[Stored dataset items]
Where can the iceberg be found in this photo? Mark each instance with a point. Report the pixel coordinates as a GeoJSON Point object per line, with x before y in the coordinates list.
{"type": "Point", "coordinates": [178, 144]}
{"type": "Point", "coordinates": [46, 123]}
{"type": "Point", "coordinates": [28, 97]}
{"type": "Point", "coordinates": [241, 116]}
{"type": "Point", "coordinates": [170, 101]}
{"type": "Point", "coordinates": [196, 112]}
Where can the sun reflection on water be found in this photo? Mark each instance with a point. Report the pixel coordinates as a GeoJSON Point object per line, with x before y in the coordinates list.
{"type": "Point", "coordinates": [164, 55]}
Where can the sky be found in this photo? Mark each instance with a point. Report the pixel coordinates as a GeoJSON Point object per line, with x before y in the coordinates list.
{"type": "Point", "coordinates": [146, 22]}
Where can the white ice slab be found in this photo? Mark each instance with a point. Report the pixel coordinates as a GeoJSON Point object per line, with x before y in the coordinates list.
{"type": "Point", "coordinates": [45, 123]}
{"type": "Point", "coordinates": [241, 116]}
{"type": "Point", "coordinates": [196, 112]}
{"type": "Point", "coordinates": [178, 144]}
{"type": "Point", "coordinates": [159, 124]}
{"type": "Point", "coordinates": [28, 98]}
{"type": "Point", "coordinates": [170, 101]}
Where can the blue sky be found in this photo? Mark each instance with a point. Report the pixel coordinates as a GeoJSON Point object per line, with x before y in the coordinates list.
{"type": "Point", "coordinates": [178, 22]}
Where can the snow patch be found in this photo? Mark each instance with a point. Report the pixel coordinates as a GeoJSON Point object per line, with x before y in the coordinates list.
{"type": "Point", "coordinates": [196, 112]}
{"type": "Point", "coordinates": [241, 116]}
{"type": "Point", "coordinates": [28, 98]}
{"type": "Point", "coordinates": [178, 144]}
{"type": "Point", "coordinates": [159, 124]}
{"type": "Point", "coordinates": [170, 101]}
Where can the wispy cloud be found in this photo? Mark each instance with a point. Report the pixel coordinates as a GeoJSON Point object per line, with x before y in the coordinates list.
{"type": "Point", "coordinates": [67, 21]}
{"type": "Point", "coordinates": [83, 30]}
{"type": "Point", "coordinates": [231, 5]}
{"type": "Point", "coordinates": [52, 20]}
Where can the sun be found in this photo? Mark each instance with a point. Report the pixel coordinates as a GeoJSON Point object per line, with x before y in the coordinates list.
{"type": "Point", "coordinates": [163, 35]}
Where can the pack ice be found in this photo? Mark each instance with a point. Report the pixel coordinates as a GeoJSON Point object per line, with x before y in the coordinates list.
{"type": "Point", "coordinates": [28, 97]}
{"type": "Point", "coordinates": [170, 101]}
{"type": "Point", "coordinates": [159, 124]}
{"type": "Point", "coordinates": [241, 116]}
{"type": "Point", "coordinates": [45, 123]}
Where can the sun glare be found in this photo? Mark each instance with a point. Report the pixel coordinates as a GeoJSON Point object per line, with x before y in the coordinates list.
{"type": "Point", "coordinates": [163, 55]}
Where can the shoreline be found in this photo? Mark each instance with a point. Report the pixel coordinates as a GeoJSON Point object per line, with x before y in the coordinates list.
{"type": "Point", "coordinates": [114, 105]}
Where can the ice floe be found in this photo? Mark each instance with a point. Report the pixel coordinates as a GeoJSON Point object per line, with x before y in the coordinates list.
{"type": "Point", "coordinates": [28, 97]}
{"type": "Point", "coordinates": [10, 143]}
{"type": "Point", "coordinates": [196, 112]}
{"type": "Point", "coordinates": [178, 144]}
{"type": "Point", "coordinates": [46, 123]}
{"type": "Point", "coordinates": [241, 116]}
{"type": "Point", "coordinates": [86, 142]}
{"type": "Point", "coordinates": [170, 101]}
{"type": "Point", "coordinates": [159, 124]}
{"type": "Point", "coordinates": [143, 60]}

Given problem: Quote verbatim the line containing "Where can the ice floe" and every line after it through the end of the records above.

Response for this exercise:
Where can the ice floe be found in this photo? Mark each instance with a point. Report the pixel coordinates as a GeoJSON Point object per line, with x before y in the coordinates list.
{"type": "Point", "coordinates": [28, 97]}
{"type": "Point", "coordinates": [10, 143]}
{"type": "Point", "coordinates": [196, 112]}
{"type": "Point", "coordinates": [178, 144]}
{"type": "Point", "coordinates": [46, 123]}
{"type": "Point", "coordinates": [241, 116]}
{"type": "Point", "coordinates": [86, 142]}
{"type": "Point", "coordinates": [170, 101]}
{"type": "Point", "coordinates": [159, 124]}
{"type": "Point", "coordinates": [143, 60]}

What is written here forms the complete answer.